>> START

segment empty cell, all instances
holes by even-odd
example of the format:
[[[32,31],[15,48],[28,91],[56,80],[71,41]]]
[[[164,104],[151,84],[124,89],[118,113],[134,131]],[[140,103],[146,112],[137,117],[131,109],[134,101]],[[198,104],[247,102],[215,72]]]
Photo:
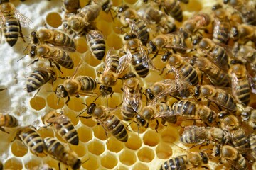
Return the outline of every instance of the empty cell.
[[[130,133],[128,141],[125,142],[125,146],[132,150],[137,150],[142,147],[142,140],[138,134]]]
[[[60,15],[55,12],[48,13],[46,21],[49,26],[54,28],[58,28],[62,24],[62,18]]]
[[[107,140],[108,142],[106,143],[107,150],[118,153],[124,148],[124,143],[115,137],[111,137]]]
[[[133,165],[137,160],[136,154],[134,151],[124,149],[119,155],[119,160],[125,165]]]
[[[92,154],[100,155],[105,151],[104,143],[97,140],[95,140],[88,144],[88,151]]]
[[[33,109],[39,110],[46,107],[46,100],[42,97],[36,96],[30,100],[30,105]]]
[[[22,157],[28,153],[28,147],[20,140],[14,140],[11,144],[11,152],[18,157]]]
[[[137,155],[139,159],[144,162],[150,162],[154,157],[154,151],[148,147],[142,148],[139,150]]]
[[[4,162],[4,169],[23,169],[23,165],[21,159],[11,157]]]
[[[85,125],[82,125],[78,129],[79,140],[82,142],[87,142],[92,139],[92,132]]]
[[[162,159],[169,159],[173,154],[170,144],[167,143],[159,143],[156,147],[156,152],[157,157]]]
[[[150,147],[156,146],[159,142],[159,136],[156,131],[148,130],[143,136],[143,142]]]
[[[117,164],[117,157],[114,154],[107,153],[100,159],[101,165],[107,169],[113,169]]]
[[[102,126],[100,125],[95,126],[93,127],[92,130],[93,130],[93,135],[95,137],[101,140],[105,140],[107,139],[105,130],[104,130]],[[108,135],[111,135],[109,134]]]

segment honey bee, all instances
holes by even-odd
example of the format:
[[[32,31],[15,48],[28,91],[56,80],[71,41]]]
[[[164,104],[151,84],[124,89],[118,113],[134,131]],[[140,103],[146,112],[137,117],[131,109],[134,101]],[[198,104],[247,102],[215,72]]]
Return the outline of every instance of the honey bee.
[[[105,130],[106,136],[110,132],[115,138],[122,141],[127,142],[128,135],[123,123],[112,114],[114,108],[106,108],[102,106],[97,106],[92,103],[87,109],[89,116],[79,116],[84,118],[92,118],[94,120],[100,123]]]
[[[0,130],[4,132],[9,133],[5,131],[3,127],[14,128],[18,125],[18,121],[14,115],[0,113]]]
[[[228,161],[235,169],[248,169],[245,157],[230,145],[215,145],[212,155],[218,157],[220,163],[223,163],[225,160]]]
[[[226,9],[220,4],[213,7],[214,20],[213,23],[213,41],[215,43],[227,44],[230,35],[231,25],[228,18]]]
[[[199,57],[196,59],[196,66],[208,76],[210,81],[215,86],[227,86],[230,79],[226,72],[219,68],[208,58]]]
[[[244,23],[233,26],[231,37],[234,38],[234,40],[238,40],[240,43],[245,44],[247,41],[252,40],[256,44],[256,26]]]
[[[138,11],[137,14],[146,23],[156,24],[157,28],[163,34],[170,33],[177,28],[170,16],[152,7],[150,4],[143,6]]]
[[[121,112],[124,120],[132,120],[142,108],[139,80],[132,72],[122,77],[123,103]]]
[[[65,47],[65,50],[75,50],[74,41],[66,34],[49,29],[40,29],[31,33],[31,39],[34,45],[51,44],[54,46]]]
[[[124,51],[132,58],[132,64],[136,72],[140,77],[146,77],[149,74],[149,69],[153,69],[153,65],[141,41],[134,34],[125,35],[124,40]]]
[[[139,16],[134,9],[124,5],[118,7],[117,16],[124,27],[130,26],[136,36],[146,45],[149,40],[149,33],[146,24],[139,18]]]
[[[202,38],[197,45],[209,60],[218,66],[220,69],[228,69],[228,55],[226,50],[213,42],[209,38]]]
[[[31,152],[37,155],[43,153],[45,149],[45,144],[43,138],[36,132],[33,126],[21,128],[17,132],[17,136],[27,145]]]
[[[92,55],[99,60],[102,60],[106,50],[102,33],[98,30],[90,30],[85,38]]]
[[[124,55],[119,57],[113,52],[110,48],[105,58],[105,66],[102,74],[100,76],[100,81],[105,86],[112,86],[116,84],[117,79],[129,65],[131,55]],[[129,52],[129,51],[128,52]]]
[[[36,68],[28,76],[26,82],[26,89],[28,93],[38,89],[47,82],[53,84],[56,80],[55,72],[48,68]]]
[[[235,99],[230,94],[211,85],[196,85],[193,88],[193,96],[197,98],[206,98],[230,111],[237,110]]]
[[[250,84],[243,64],[232,65],[229,69],[231,77],[232,93],[235,100],[247,106],[250,100]]]
[[[72,78],[66,76],[63,84],[60,84],[56,89],[58,98],[66,98],[68,100],[65,104],[70,101],[70,96],[91,96],[95,95],[90,92],[97,87],[97,81],[88,76],[78,76]]]
[[[31,64],[38,61],[39,59],[48,59],[50,62],[53,62],[59,70],[60,70],[60,65],[66,69],[73,69],[74,67],[74,63],[68,52],[48,45],[32,45],[29,55],[31,58],[35,58],[36,56],[38,57]]]
[[[68,116],[63,115],[63,111],[55,110],[48,113],[44,116],[44,124],[52,124],[55,132],[68,143],[78,145],[79,138],[78,132]]]
[[[228,141],[228,135],[218,128],[191,125],[184,128],[184,132],[180,140],[186,144],[196,143],[195,145],[201,144],[206,142],[209,143],[210,141],[225,144]]]
[[[247,106],[241,113],[242,121],[245,122],[250,127],[256,129],[256,110],[253,108]]]
[[[73,151],[65,147],[55,138],[46,137],[44,138],[44,142],[46,151],[50,157],[70,166],[72,169],[79,169],[80,168],[81,160],[78,158],[78,155]]]
[[[32,21],[18,12],[9,0],[0,1],[0,16],[3,28],[3,30],[0,30],[0,40],[3,31],[6,41],[11,47],[16,44],[19,35],[25,42],[21,26],[33,28]]]

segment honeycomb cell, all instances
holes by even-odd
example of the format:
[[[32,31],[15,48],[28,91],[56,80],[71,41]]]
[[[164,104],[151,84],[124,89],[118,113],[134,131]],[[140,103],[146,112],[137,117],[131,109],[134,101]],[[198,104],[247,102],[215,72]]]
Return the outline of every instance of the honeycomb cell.
[[[133,170],[149,170],[148,166],[145,165],[144,164],[142,164],[141,162],[137,163],[134,167],[132,168]]]
[[[92,132],[86,126],[81,126],[78,130],[79,140],[82,142],[87,142],[92,139]]]
[[[137,134],[130,133],[125,146],[132,150],[137,150],[142,147],[142,140]]]
[[[159,159],[168,159],[173,154],[173,150],[170,144],[166,143],[159,143],[156,149],[156,156]]]
[[[28,147],[20,140],[15,140],[11,145],[11,153],[17,157],[22,157],[28,153]]]
[[[54,28],[58,28],[62,24],[62,18],[60,15],[55,12],[48,13],[46,21],[49,26]]]
[[[143,142],[146,145],[154,147],[159,142],[159,136],[156,131],[147,130],[143,136]]]
[[[97,140],[95,140],[88,144],[88,151],[92,154],[100,155],[105,151],[104,143]]]
[[[143,147],[139,150],[138,158],[141,162],[150,162],[154,157],[154,151],[148,147]]]
[[[30,100],[31,106],[36,110],[40,110],[46,107],[46,100],[39,96],[35,96]]]
[[[102,126],[100,125],[95,126],[93,127],[92,130],[93,130],[93,135],[95,137],[101,140],[107,140],[105,130],[104,130]],[[109,133],[108,135],[111,135]]]
[[[100,159],[101,165],[107,169],[113,169],[117,164],[117,157],[114,154],[107,153]]]
[[[124,148],[124,143],[117,140],[114,137],[107,139],[107,150],[118,153]]]
[[[119,155],[120,162],[125,165],[133,165],[137,160],[136,154],[134,151],[124,149],[122,154]]]
[[[11,157],[4,162],[4,169],[23,169],[23,165],[21,159]]]

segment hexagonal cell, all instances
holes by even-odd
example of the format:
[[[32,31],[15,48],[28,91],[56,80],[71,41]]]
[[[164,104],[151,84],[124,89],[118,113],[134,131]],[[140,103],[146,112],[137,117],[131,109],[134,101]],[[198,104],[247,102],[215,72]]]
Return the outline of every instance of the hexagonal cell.
[[[105,151],[104,143],[95,139],[88,144],[88,151],[92,154],[100,155]]]
[[[142,147],[142,140],[137,134],[130,133],[125,146],[132,150],[137,150]]]
[[[118,153],[124,148],[124,143],[114,137],[109,137],[107,140],[106,144],[107,150],[109,151]]]
[[[147,130],[143,136],[143,142],[146,145],[156,146],[159,142],[159,135],[156,131]]]
[[[117,164],[117,157],[114,154],[107,153],[100,158],[101,165],[107,169],[113,169]]]
[[[82,142],[87,142],[92,139],[92,130],[86,126],[81,126],[78,130],[79,140]]]
[[[150,162],[154,157],[154,152],[150,148],[143,147],[139,150],[137,155],[141,162]]]
[[[99,125],[92,128],[93,135],[95,137],[101,140],[107,140],[106,133],[102,125]],[[108,135],[111,135],[109,134]]]
[[[11,144],[11,149],[12,154],[17,157],[22,157],[28,153],[28,147],[21,141],[15,140]]]
[[[35,96],[30,100],[31,106],[36,110],[39,110],[46,107],[46,100],[39,96]]]
[[[138,162],[137,163],[134,167],[132,168],[133,170],[137,170],[137,169],[139,169],[139,170],[149,170],[149,167],[145,165],[144,164],[142,164],[141,162]]]
[[[54,28],[58,28],[62,24],[62,18],[58,13],[48,13],[46,18],[46,23]]]
[[[11,157],[4,162],[4,169],[23,169],[21,159]]]
[[[168,159],[171,157],[173,150],[170,147],[170,144],[166,143],[159,143],[156,147],[156,152],[158,158]]]
[[[119,155],[120,162],[125,165],[133,165],[137,160],[136,154],[134,151],[124,149]]]

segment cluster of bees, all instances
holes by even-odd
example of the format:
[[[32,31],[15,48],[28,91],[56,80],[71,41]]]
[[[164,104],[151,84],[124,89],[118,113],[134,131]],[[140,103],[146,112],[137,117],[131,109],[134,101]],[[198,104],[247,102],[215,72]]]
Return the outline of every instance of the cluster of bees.
[[[54,91],[58,98],[68,98],[66,105],[70,96],[95,98],[77,117],[92,118],[107,135],[124,142],[129,139],[127,122],[135,122],[139,132],[156,121],[157,132],[159,120],[164,125],[193,120],[193,125],[184,127],[181,141],[193,144],[191,148],[208,145],[208,149],[186,150],[187,155],[170,158],[159,169],[209,169],[209,159],[229,164],[234,169],[250,169],[256,159],[256,110],[250,103],[256,93],[255,2],[224,0],[210,11],[199,11],[183,21],[180,3],[188,1],[144,0],[137,10],[124,4],[114,8],[110,0],[92,0],[82,8],[79,0],[62,1],[63,29],[41,28],[30,34],[27,50],[34,59],[31,64],[45,60],[50,67],[34,69],[27,78],[28,93],[61,78],[57,75],[62,67],[74,68],[70,54],[76,46],[72,36],[85,36],[91,57],[105,58],[102,72],[98,72],[98,78],[77,75],[80,63],[73,76],[63,78],[63,84]],[[94,22],[101,11],[122,24],[121,49],[110,47],[107,51],[105,36]],[[0,1],[0,11],[5,40],[14,46],[19,36],[23,38],[21,27],[32,28],[33,23],[9,0]],[[157,68],[156,62],[164,67]],[[151,70],[159,72],[164,80],[143,89],[140,81]],[[112,87],[119,79],[121,106],[96,104],[98,97],[114,93]],[[2,114],[0,120],[3,132],[8,133],[4,127],[18,126],[14,115]],[[68,144],[78,144],[78,132],[63,112],[53,110],[43,121]],[[73,150],[55,138],[43,139],[33,126],[18,128],[16,137],[36,155],[45,153],[73,169],[82,164]]]

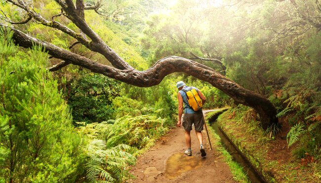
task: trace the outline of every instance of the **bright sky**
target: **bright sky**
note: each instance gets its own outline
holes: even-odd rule
[[[176,4],[176,2],[178,0],[168,0],[168,4],[170,6],[173,6],[174,4]],[[199,0],[198,1],[200,1],[201,3],[202,3],[201,1],[204,1],[204,0]],[[212,0],[207,1],[208,3],[214,7],[219,7],[221,6],[223,4],[223,0]],[[204,4],[204,5],[206,5],[206,4]]]

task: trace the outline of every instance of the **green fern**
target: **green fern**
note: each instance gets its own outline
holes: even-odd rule
[[[300,135],[305,131],[304,128],[304,126],[300,123],[291,128],[289,133],[286,135],[286,142],[288,144],[287,148],[299,140]]]
[[[283,115],[286,114],[287,112],[291,112],[291,111],[293,111],[294,110],[293,109],[290,108],[289,107],[286,107],[285,109],[279,112],[277,114],[277,117],[281,117],[283,116]]]
[[[321,121],[316,121],[314,123],[311,124],[309,126],[308,128],[308,130],[309,132],[311,132],[315,129],[316,129],[321,124]]]

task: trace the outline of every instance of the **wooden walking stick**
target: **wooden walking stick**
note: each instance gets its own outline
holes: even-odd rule
[[[208,131],[207,131],[207,127],[206,127],[206,122],[205,121],[205,119],[204,118],[204,114],[202,111],[202,116],[203,116],[203,120],[204,120],[204,125],[205,125],[205,129],[206,130],[206,133],[207,134],[207,137],[208,138],[208,142],[209,142],[209,146],[211,146],[211,150],[213,150],[212,148],[212,144],[211,144],[211,141],[209,140],[209,135],[208,135]]]

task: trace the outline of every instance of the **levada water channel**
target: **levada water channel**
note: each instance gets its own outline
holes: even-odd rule
[[[243,157],[234,146],[232,142],[225,135],[224,133],[218,127],[217,123],[215,122],[215,119],[211,119],[212,121],[209,121],[211,124],[211,127],[215,133],[221,138],[221,143],[233,157],[233,160],[237,162],[243,167],[243,169],[247,173],[247,176],[252,183],[265,183],[254,169],[252,168],[248,161]]]

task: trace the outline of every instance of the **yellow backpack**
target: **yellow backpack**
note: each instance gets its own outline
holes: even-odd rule
[[[182,91],[186,93],[186,97],[187,97],[187,102],[188,102],[189,105],[195,111],[198,111],[201,109],[203,105],[202,105],[202,101],[199,96],[199,93],[194,88],[183,88]],[[189,90],[191,89],[190,90]]]

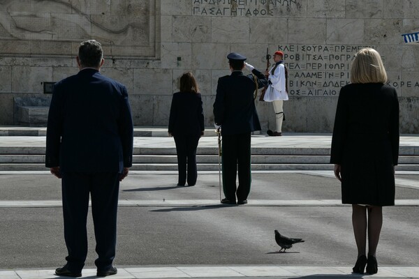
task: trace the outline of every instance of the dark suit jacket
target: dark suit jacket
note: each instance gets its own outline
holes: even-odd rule
[[[86,68],[56,83],[45,166],[60,171],[119,172],[132,165],[133,122],[126,88]]]
[[[258,88],[267,84],[266,77],[256,69]],[[259,117],[254,102],[256,89],[252,75],[244,75],[233,71],[230,75],[220,77],[214,103],[215,123],[221,125],[222,135],[235,135],[260,130]]]
[[[172,135],[200,136],[204,130],[201,95],[189,92],[174,93],[168,132]]]

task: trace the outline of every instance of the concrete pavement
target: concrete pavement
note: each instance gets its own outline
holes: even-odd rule
[[[258,135],[252,137],[253,146],[275,146],[278,144],[279,141],[281,141],[281,145],[287,145],[290,147],[297,146],[307,149],[328,148],[330,135],[285,134],[281,138]],[[0,146],[29,145],[36,147],[43,146],[44,144],[45,138],[42,136],[0,137]],[[172,139],[168,137],[135,137],[135,144],[139,148],[153,148],[153,146],[168,146],[173,144]],[[216,146],[216,141],[214,137],[205,137],[200,140],[200,144]],[[401,144],[418,149],[419,137],[411,135],[402,137]],[[418,248],[418,236],[416,236],[419,206],[419,173],[418,172],[397,172],[398,193],[397,206],[389,209],[390,217],[388,217],[392,220],[394,218],[394,223],[392,220],[389,220],[388,227],[383,228],[383,239],[380,243],[382,248],[380,251],[382,257],[378,258],[380,264],[378,273],[374,276],[351,274],[353,247],[349,249],[350,252],[344,252],[348,249],[347,247],[344,246],[341,248],[339,247],[340,245],[339,243],[341,242],[349,243],[351,246],[353,246],[351,232],[345,232],[343,228],[339,228],[347,224],[338,224],[338,227],[329,229],[328,238],[334,239],[339,236],[339,238],[341,239],[337,242],[334,242],[334,245],[338,246],[335,247],[336,251],[333,251],[333,246],[326,244],[325,240],[323,239],[323,236],[311,235],[317,234],[316,232],[321,229],[322,227],[328,227],[330,222],[334,223],[348,219],[346,213],[350,211],[350,209],[340,204],[339,188],[336,187],[332,172],[253,172],[253,183],[252,193],[249,196],[249,204],[240,206],[220,206],[216,172],[200,172],[198,176],[200,183],[197,183],[196,186],[179,188],[175,186],[175,172],[131,172],[127,181],[124,181],[122,184],[120,193],[119,212],[122,223],[119,225],[119,230],[121,232],[118,237],[121,240],[119,241],[120,248],[119,248],[116,262],[119,273],[116,276],[109,277],[110,278],[419,278],[419,262],[418,262],[419,254],[415,252]],[[50,267],[45,266],[45,264],[40,264],[43,261],[37,261],[35,259],[33,264],[28,266],[27,263],[22,262],[22,259],[16,261],[12,259],[10,261],[12,264],[0,264],[3,266],[0,268],[1,269],[0,278],[58,278],[54,276],[54,269],[64,263],[65,255],[65,252],[63,252],[64,243],[61,227],[62,216],[59,211],[60,192],[57,190],[59,181],[51,177],[45,170],[45,172],[1,172],[0,183],[0,191],[2,193],[0,196],[0,213],[1,213],[0,223],[3,224],[0,228],[0,233],[3,239],[3,241],[0,241],[2,246],[1,249],[2,252],[0,254],[3,254],[0,256],[0,259],[3,259],[0,262],[8,262],[10,259],[6,258],[9,257],[29,258],[27,255],[25,257],[24,255],[28,254],[29,251],[25,250],[24,247],[20,246],[17,243],[11,243],[14,240],[26,243],[24,245],[31,249],[41,249],[41,252],[45,249],[45,254],[41,255],[41,258],[44,257],[44,262],[51,263]],[[58,211],[54,209],[56,208],[59,209]],[[29,214],[27,210],[32,212]],[[288,212],[288,215],[272,216],[270,213],[271,211],[277,212],[278,210],[280,212]],[[335,213],[330,215],[328,212],[330,212],[330,210]],[[317,211],[318,212],[314,214],[314,212]],[[153,212],[158,215],[152,215]],[[160,215],[159,213],[168,214],[168,216]],[[279,219],[281,220],[280,223],[284,226],[284,229],[289,228],[290,230],[296,232],[295,233],[298,235],[307,234],[307,237],[309,236],[312,239],[307,241],[304,246],[299,246],[296,250],[284,254],[288,257],[281,257],[281,260],[270,257],[280,254],[274,253],[275,244],[271,243],[272,241],[270,236],[269,236],[270,241],[266,241],[264,234],[263,241],[253,239],[253,236],[247,236],[245,233],[236,236],[242,241],[247,242],[246,239],[249,239],[249,241],[248,243],[243,243],[243,247],[240,248],[230,247],[227,242],[220,243],[219,247],[217,243],[225,241],[226,237],[229,238],[234,235],[235,229],[237,229],[232,228],[230,232],[225,227],[219,227],[218,224],[207,225],[207,223],[212,219],[230,220],[231,214],[237,216],[236,213],[242,215],[243,218],[240,219],[241,221],[235,223],[235,227],[247,228],[249,229],[249,232],[252,232],[252,234],[265,234],[265,232],[259,232],[260,227],[264,227],[272,223],[272,220]],[[27,217],[31,214],[33,215]],[[306,218],[307,214],[311,217],[307,219]],[[335,214],[338,216],[335,216]],[[341,214],[343,215],[341,216]],[[19,218],[15,217],[16,216]],[[165,217],[161,220],[163,216]],[[35,216],[38,216],[39,220],[32,221],[31,218],[37,218]],[[53,218],[50,219],[48,216]],[[264,220],[263,219],[267,218],[267,216],[270,216],[270,218]],[[271,217],[273,219],[271,220]],[[298,221],[295,219],[295,218],[298,218]],[[246,220],[249,218],[254,220],[249,223],[250,221]],[[330,218],[332,218],[330,220],[333,220],[324,223],[325,220]],[[13,222],[10,220],[15,222],[16,227],[13,227],[12,224]],[[200,223],[201,222],[204,223]],[[307,228],[310,227],[310,230],[313,231],[311,234],[304,233],[304,229],[301,230],[298,227],[292,225],[296,222],[301,222],[302,224],[310,223],[307,224]],[[195,227],[189,227],[191,223]],[[151,223],[155,224],[149,225]],[[175,257],[177,253],[180,253],[182,250],[185,250],[184,259],[182,257],[170,259],[172,256],[166,258],[164,255],[154,254],[156,250],[162,249],[159,247],[166,247],[164,245],[162,246],[163,244],[154,243],[149,247],[147,246],[147,243],[151,243],[156,241],[150,229],[157,229],[154,231],[157,233],[167,229],[161,227],[159,223],[166,224],[166,227],[169,227],[173,234],[172,236],[168,236],[167,241],[169,242],[165,244],[169,246],[173,245],[166,252],[168,253],[168,257],[170,255]],[[147,226],[150,227],[140,229],[135,224],[139,224],[140,227],[143,226],[141,224],[148,224]],[[217,232],[233,234],[214,239],[212,239],[212,237],[215,237],[214,235],[211,236],[210,234],[204,234],[208,243],[201,243],[202,250],[191,250],[193,246],[200,246],[197,244],[198,242],[196,242],[198,241],[199,237],[197,237],[196,234],[193,232],[197,232],[198,229],[196,227],[197,225],[204,226],[207,229],[212,229],[211,231],[212,234]],[[36,227],[39,225],[46,227],[38,232]],[[91,227],[91,224],[89,224],[89,226]],[[49,228],[50,227],[51,227]],[[135,229],[138,230],[138,234],[143,236],[142,237],[145,239],[144,240],[145,242],[141,242],[142,245],[135,243],[136,241],[133,241],[134,238],[130,239],[128,236],[133,230]],[[270,230],[272,229],[270,229],[268,235],[270,235],[269,234],[271,233]],[[394,232],[386,234],[388,231],[392,230]],[[146,235],[149,234],[150,232],[152,235]],[[398,241],[400,241],[400,246],[404,245],[404,251],[392,250],[395,249],[391,241],[391,239],[395,237],[392,235],[393,232],[396,234],[395,236],[397,234],[400,235],[401,239]],[[188,233],[191,234],[188,236],[189,237],[184,237],[186,236],[185,234]],[[335,236],[335,234],[338,234]],[[159,233],[157,234],[160,235]],[[52,236],[53,238],[51,238]],[[39,245],[32,243],[33,241],[26,241],[25,237],[33,237],[33,241],[38,241]],[[176,242],[178,243],[169,244],[171,238],[177,239]],[[166,243],[166,238],[160,239]],[[231,242],[232,240],[228,241]],[[258,242],[257,246],[255,241]],[[321,245],[318,246],[316,241]],[[94,243],[94,241],[91,242]],[[186,243],[188,244],[184,246]],[[52,248],[47,247],[45,249],[45,246],[47,246],[48,244],[50,246],[59,248],[59,251],[57,252]],[[132,248],[130,246],[137,245],[140,246],[140,248],[144,247],[145,255],[141,255],[140,251],[135,252],[140,253],[135,254],[135,257],[138,257],[137,259],[130,259],[128,256],[130,253],[134,252],[129,250]],[[191,247],[188,247],[189,246]],[[216,249],[212,250],[212,246],[214,246]],[[247,255],[239,256],[240,251],[245,249],[246,246],[249,248],[249,246],[252,247],[251,249],[252,252]],[[322,246],[324,247],[323,250],[318,250],[318,247]],[[220,247],[226,247],[228,250],[220,250]],[[258,250],[259,247],[268,247],[267,251],[260,253]],[[94,250],[94,246],[89,246],[89,250]],[[171,250],[175,250],[172,255]],[[4,255],[5,252],[7,255]],[[47,254],[49,252],[57,252],[57,254],[50,257]],[[94,252],[91,251],[90,252],[89,257],[94,257]],[[272,254],[272,252],[274,254]],[[316,252],[318,258],[315,256]],[[194,259],[193,253],[197,253],[196,256],[199,257]],[[238,256],[237,259],[235,259],[235,257],[230,257],[230,254]],[[223,259],[223,257],[226,257],[226,259]],[[248,260],[247,257],[249,257]],[[326,257],[327,258],[325,259]],[[414,259],[415,257],[416,259]],[[148,262],[147,258],[149,259]],[[333,258],[336,259],[334,260]],[[329,264],[328,262],[330,262]],[[135,262],[140,264],[133,264]],[[223,262],[226,264],[223,264]],[[91,265],[88,264],[83,270],[84,278],[95,278],[95,275],[96,269],[92,268]]]

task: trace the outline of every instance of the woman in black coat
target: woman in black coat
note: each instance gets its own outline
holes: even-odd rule
[[[205,130],[203,101],[196,80],[191,73],[185,73],[180,77],[179,90],[172,98],[168,133],[176,144],[177,186],[184,186],[187,181],[188,186],[193,186],[198,177],[196,148]]]
[[[342,203],[352,204],[358,251],[353,272],[363,273],[367,265],[367,272],[374,274],[378,271],[376,250],[383,224],[382,206],[395,204],[399,102],[396,90],[385,85],[387,74],[381,58],[372,48],[356,54],[351,82],[339,96],[330,163],[341,182]]]

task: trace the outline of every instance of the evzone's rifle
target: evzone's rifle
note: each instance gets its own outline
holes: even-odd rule
[[[270,67],[270,58],[271,58],[271,56],[269,54],[269,47],[266,47],[266,56],[265,56],[266,70],[265,70],[265,76],[266,77],[267,79],[267,77],[269,76],[267,71],[269,70],[269,67]],[[266,84],[265,86],[265,87],[263,87],[263,89],[260,91],[260,97],[259,97],[259,100],[261,100],[261,101],[264,100],[263,98],[265,97],[265,93],[266,92],[266,89],[267,89],[268,86],[269,86],[269,84]]]
[[[218,145],[219,145],[219,184],[220,188],[220,202],[221,202],[221,127],[219,127],[215,130],[216,135],[218,136]]]

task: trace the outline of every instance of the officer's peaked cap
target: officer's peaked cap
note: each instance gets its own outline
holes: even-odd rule
[[[240,61],[244,61],[244,60],[247,59],[247,58],[246,58],[246,56],[244,56],[243,55],[240,54],[240,53],[237,53],[237,52],[230,53],[228,55],[227,55],[227,59],[228,60],[240,60]]]

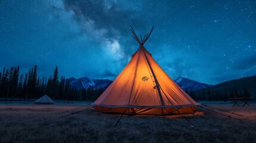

>> END

Set exercise: From the data above, gather every line that contains the word "rifle".

Solved exercise:
task: trace the outline of every instance of the evzone's rifle
target: evzone's rifle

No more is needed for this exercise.